> Assignment
Lines below that include "person" are the answer; copy each one.

· · ·

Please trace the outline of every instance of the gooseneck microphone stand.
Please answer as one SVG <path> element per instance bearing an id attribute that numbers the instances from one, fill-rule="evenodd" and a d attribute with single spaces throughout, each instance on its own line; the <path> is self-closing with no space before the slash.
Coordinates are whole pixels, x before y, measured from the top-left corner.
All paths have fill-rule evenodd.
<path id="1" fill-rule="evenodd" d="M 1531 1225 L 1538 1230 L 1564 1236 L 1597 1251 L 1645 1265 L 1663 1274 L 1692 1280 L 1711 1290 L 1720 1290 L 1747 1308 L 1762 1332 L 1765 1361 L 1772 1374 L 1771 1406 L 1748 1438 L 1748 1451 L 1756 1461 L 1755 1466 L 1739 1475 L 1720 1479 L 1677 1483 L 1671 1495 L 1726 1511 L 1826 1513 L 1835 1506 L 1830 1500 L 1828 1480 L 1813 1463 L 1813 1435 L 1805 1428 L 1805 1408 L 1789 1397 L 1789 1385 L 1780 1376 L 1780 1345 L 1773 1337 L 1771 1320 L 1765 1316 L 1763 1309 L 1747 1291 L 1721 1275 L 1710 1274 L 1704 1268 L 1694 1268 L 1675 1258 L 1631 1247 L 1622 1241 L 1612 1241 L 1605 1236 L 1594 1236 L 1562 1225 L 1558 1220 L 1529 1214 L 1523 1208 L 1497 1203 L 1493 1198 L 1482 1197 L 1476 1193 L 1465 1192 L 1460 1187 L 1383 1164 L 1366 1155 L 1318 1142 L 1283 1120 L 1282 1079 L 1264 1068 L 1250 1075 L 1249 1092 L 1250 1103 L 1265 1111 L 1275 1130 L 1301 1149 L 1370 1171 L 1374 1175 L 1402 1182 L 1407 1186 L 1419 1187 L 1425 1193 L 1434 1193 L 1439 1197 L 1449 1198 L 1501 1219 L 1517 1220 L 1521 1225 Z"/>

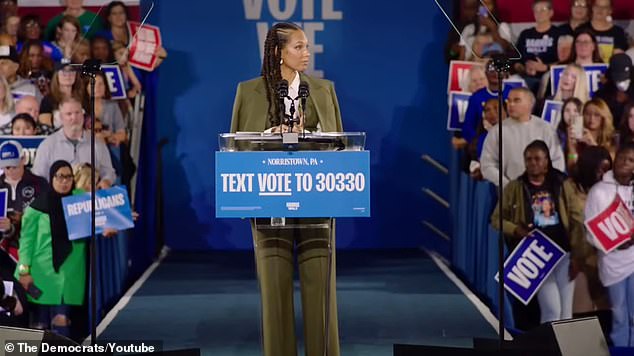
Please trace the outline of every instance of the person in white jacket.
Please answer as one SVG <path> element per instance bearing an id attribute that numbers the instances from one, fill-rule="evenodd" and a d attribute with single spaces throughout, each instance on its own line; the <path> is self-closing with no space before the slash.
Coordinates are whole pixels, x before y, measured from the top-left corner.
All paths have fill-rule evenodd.
<path id="1" fill-rule="evenodd" d="M 535 106 L 535 96 L 527 88 L 511 90 L 507 99 L 509 118 L 493 126 L 482 148 L 480 164 L 482 176 L 498 185 L 500 169 L 503 173 L 502 186 L 524 173 L 524 149 L 535 140 L 542 140 L 548 146 L 553 167 L 565 171 L 566 162 L 554 127 L 537 116 L 531 115 Z M 502 125 L 503 161 L 500 162 L 498 125 Z"/>
<path id="2" fill-rule="evenodd" d="M 619 148 L 614 168 L 603 175 L 588 193 L 585 206 L 586 219 L 605 210 L 618 194 L 632 211 L 634 206 L 634 143 Z M 587 233 L 588 241 L 598 247 L 594 236 Z M 599 278 L 608 289 L 612 304 L 612 332 L 614 346 L 634 346 L 634 240 L 630 240 L 610 253 L 599 250 Z"/>

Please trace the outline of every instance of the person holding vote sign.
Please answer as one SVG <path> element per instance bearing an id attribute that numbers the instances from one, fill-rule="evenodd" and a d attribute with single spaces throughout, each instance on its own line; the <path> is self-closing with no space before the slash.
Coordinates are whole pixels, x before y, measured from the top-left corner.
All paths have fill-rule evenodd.
<path id="1" fill-rule="evenodd" d="M 282 79 L 288 82 L 288 95 L 292 97 L 297 96 L 300 81 L 310 86 L 306 115 L 299 116 L 295 112 L 295 118 L 299 118 L 300 123 L 293 127 L 293 131 L 343 131 L 332 82 L 302 73 L 308 68 L 308 46 L 304 31 L 295 24 L 278 23 L 269 30 L 264 43 L 262 75 L 238 85 L 231 132 L 263 132 L 280 126 L 283 132 L 288 132 L 288 126 L 280 125 L 284 109 L 280 107 L 281 100 L 276 93 L 276 86 Z M 286 105 L 287 114 L 288 110 L 289 104 Z M 328 218 L 288 218 L 283 223 L 285 225 L 280 226 L 278 222 L 274 224 L 275 220 L 279 218 L 251 220 L 262 297 L 264 355 L 297 354 L 293 310 L 296 254 L 306 355 L 337 356 L 339 332 L 335 300 L 334 221 Z M 311 227 L 299 228 L 299 225 L 307 224 Z"/>
<path id="2" fill-rule="evenodd" d="M 542 323 L 572 318 L 575 265 L 585 254 L 582 206 L 573 184 L 553 167 L 544 141 L 526 147 L 524 164 L 524 174 L 504 188 L 502 211 L 496 207 L 491 223 L 502 230 L 510 249 L 537 228 L 568 253 L 544 280 L 537 299 Z"/>
<path id="3" fill-rule="evenodd" d="M 68 239 L 62 198 L 75 193 L 70 163 L 53 163 L 48 178 L 49 190 L 22 217 L 15 278 L 28 291 L 28 301 L 37 305 L 32 327 L 68 337 L 71 306 L 84 303 L 86 241 Z"/>
<path id="4" fill-rule="evenodd" d="M 619 148 L 614 169 L 603 175 L 588 193 L 585 215 L 594 217 L 604 212 L 615 200 L 625 203 L 631 212 L 634 205 L 634 143 Z M 609 224 L 612 226 L 612 224 Z M 604 227 L 607 226 L 607 222 Z M 614 229 L 614 226 L 612 226 Z M 632 228 L 631 226 L 629 227 Z M 612 229 L 612 230 L 613 230 Z M 599 278 L 608 289 L 612 304 L 612 332 L 615 346 L 634 346 L 634 242 L 632 239 L 605 253 L 597 236 L 588 233 L 588 241 L 599 250 Z"/>

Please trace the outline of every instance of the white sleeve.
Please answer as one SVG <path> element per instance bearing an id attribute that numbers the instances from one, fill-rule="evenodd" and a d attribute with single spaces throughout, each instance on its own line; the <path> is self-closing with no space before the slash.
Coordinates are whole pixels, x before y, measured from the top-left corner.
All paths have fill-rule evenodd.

· · ·

> Result of the exercise
Please trace the outline of every instance of the person in white jacket.
Please trace the outline of every instance of the person holding vote sign.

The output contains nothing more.